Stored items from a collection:
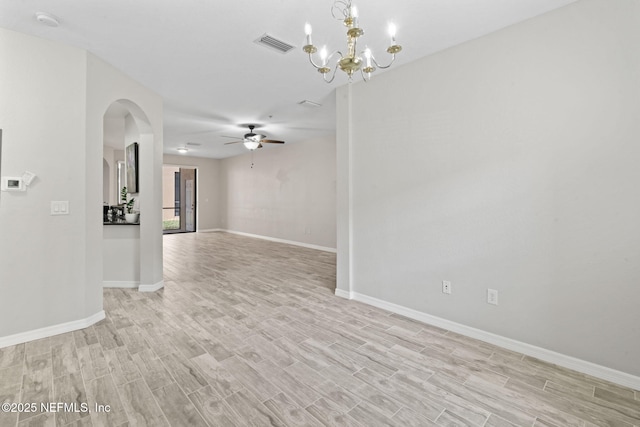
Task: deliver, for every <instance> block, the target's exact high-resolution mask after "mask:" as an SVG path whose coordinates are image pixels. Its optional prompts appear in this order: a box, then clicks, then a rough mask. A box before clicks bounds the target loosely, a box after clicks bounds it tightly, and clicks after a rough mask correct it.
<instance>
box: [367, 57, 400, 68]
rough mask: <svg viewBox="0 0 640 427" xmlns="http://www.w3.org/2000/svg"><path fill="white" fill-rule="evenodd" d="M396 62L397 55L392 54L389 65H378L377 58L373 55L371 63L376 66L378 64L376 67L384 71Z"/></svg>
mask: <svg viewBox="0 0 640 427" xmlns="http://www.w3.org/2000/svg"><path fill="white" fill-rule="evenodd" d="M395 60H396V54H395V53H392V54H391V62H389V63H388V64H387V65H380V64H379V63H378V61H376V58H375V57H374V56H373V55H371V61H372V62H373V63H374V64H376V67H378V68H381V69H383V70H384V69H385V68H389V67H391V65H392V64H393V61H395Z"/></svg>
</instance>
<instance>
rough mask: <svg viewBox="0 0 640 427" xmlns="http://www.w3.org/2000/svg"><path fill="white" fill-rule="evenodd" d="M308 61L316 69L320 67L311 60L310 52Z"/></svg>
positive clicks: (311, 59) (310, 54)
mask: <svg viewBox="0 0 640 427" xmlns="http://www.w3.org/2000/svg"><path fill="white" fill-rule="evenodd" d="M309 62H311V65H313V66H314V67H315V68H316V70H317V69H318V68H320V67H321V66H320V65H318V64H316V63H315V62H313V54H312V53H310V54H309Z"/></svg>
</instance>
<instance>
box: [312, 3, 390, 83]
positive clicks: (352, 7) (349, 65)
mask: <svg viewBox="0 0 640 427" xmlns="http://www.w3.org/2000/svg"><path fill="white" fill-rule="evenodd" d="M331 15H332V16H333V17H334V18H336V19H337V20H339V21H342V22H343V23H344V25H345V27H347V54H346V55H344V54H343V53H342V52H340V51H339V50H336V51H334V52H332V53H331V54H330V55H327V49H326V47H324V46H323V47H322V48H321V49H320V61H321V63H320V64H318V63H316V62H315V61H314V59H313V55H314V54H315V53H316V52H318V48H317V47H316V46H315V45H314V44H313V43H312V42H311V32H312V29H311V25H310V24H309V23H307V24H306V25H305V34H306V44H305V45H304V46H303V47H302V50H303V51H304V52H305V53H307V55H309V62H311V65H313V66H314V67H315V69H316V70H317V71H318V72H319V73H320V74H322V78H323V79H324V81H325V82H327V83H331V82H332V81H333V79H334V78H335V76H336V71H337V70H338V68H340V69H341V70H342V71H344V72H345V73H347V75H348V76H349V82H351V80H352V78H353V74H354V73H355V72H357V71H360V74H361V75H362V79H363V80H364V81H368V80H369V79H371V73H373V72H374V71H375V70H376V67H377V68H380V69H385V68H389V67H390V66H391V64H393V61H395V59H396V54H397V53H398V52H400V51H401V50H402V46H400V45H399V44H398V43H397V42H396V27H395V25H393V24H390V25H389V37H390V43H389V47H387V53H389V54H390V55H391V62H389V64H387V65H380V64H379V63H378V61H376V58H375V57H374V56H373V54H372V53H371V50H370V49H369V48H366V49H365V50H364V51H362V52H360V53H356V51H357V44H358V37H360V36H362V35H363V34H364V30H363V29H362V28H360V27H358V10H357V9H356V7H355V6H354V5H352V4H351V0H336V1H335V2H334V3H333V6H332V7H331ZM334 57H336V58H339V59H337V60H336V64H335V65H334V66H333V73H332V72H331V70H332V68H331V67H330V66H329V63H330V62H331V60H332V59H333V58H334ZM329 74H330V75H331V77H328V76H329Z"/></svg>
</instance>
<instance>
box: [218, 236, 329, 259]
...
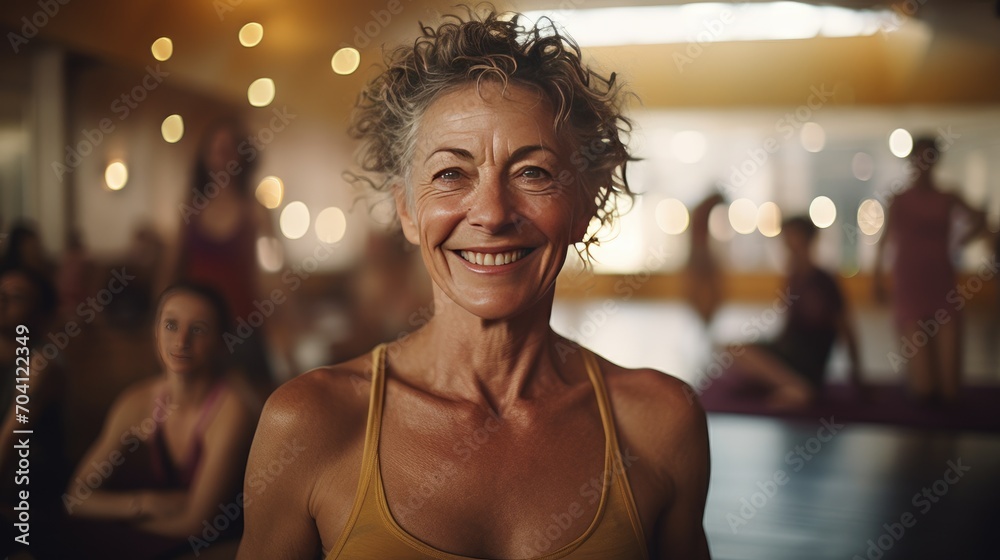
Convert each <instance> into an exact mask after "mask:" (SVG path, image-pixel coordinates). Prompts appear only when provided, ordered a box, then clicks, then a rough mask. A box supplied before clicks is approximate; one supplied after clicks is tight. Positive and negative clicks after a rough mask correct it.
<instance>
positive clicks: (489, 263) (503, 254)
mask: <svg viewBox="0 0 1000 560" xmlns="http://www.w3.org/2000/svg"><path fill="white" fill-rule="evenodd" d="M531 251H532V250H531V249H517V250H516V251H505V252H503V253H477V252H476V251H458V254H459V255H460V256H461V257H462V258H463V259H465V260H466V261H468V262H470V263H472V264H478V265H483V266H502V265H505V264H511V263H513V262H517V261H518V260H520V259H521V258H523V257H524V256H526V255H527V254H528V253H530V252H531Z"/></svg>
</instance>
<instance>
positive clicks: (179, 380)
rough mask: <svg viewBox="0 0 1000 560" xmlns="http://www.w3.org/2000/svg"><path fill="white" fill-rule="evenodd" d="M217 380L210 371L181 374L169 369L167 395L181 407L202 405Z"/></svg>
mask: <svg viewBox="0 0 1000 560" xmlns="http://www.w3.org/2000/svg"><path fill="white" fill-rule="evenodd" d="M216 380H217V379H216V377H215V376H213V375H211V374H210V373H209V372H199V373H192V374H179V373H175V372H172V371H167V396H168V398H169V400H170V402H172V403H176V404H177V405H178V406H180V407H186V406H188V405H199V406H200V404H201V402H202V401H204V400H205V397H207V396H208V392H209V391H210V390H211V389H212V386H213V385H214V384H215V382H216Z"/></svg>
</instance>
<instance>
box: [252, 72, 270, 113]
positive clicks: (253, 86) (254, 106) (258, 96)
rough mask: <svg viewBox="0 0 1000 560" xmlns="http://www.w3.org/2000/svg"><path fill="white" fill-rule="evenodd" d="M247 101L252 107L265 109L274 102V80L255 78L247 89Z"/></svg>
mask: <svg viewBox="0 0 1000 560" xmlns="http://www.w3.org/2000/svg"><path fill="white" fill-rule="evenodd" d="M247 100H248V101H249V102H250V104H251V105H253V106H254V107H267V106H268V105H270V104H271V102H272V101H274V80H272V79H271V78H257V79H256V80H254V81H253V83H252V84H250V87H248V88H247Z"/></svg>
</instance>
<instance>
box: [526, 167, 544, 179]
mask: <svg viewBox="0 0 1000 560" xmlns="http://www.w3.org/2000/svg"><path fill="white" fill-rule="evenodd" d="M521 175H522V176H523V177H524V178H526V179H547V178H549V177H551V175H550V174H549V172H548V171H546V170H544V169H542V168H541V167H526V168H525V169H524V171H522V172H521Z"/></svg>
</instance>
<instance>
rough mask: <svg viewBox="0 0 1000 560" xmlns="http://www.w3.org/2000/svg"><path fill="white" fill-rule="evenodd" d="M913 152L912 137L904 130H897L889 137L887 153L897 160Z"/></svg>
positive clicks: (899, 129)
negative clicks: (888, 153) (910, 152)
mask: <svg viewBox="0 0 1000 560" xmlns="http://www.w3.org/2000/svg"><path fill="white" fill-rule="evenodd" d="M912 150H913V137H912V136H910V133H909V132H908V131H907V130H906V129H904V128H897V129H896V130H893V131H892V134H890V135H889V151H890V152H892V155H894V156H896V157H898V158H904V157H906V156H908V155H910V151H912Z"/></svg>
==
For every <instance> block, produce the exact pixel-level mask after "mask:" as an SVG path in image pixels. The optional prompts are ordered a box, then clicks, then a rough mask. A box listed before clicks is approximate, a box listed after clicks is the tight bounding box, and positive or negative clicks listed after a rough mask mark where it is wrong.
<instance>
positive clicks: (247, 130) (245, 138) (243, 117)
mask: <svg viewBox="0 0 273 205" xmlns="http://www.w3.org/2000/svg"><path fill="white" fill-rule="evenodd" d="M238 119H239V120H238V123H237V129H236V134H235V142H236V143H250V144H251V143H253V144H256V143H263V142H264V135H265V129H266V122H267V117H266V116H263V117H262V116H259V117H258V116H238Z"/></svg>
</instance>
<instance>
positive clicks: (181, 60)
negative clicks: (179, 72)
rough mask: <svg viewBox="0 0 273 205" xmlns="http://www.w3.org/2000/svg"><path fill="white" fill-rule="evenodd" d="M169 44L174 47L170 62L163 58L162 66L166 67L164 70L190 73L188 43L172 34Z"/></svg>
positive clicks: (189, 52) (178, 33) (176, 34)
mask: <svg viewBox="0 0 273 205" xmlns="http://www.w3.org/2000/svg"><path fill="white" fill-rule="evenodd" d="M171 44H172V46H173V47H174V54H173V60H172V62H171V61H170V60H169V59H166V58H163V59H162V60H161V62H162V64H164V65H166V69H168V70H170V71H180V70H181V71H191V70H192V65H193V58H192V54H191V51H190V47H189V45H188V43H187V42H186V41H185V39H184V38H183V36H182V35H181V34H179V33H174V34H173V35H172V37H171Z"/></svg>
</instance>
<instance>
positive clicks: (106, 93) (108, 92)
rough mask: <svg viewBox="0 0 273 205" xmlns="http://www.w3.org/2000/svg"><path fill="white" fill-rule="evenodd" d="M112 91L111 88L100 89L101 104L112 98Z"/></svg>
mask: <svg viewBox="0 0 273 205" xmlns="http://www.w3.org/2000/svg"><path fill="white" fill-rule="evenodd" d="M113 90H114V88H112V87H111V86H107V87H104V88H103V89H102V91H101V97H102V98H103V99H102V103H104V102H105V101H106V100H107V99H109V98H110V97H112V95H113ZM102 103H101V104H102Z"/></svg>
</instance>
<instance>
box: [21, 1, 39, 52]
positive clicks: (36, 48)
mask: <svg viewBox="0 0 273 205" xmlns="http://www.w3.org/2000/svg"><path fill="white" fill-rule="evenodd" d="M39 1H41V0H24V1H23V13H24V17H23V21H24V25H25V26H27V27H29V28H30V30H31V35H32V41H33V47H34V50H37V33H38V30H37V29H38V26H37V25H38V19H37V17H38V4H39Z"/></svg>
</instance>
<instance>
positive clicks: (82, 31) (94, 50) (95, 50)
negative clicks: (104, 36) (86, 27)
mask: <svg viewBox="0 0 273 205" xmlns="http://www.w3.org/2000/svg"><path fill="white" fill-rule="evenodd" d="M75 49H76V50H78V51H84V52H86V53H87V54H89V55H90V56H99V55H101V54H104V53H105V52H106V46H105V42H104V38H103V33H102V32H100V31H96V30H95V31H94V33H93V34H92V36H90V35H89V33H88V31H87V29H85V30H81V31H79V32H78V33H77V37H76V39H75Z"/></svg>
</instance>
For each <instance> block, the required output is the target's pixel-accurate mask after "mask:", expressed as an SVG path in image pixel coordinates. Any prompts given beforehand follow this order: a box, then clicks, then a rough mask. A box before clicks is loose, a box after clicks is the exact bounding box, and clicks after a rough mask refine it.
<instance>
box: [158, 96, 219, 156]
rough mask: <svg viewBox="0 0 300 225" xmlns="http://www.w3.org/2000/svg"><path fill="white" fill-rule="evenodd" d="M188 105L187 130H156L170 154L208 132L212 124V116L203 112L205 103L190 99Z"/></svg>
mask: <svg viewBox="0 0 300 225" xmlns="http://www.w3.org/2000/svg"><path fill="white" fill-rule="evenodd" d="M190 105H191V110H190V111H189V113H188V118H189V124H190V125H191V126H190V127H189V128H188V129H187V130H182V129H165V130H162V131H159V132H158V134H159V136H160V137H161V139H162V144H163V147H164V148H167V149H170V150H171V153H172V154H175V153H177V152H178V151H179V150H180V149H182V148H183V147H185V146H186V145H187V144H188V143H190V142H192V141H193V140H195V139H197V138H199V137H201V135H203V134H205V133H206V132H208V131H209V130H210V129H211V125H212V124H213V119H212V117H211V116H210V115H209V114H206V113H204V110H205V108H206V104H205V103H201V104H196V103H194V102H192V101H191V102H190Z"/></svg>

* [Exercise]:
Produce only the lines from the line containing "Task: deliver, for" through the line containing "box: [367, 57, 400, 68]", inclusive of both, exactly as they stand in the entries above.

* [Solution to this task]:
Task: deliver, for every <instance> block, the target's exact high-resolution mask after "mask:" as an SVG path whose coordinates are image pixels. Its optional prompts appear in this order: a box, then clicks, then a rough mask. A box before clicks bounds the target loosely, a box after clicks bounds it tightly, and clicks after a rough mask correct it.
<instance>
box: [367, 57, 400, 68]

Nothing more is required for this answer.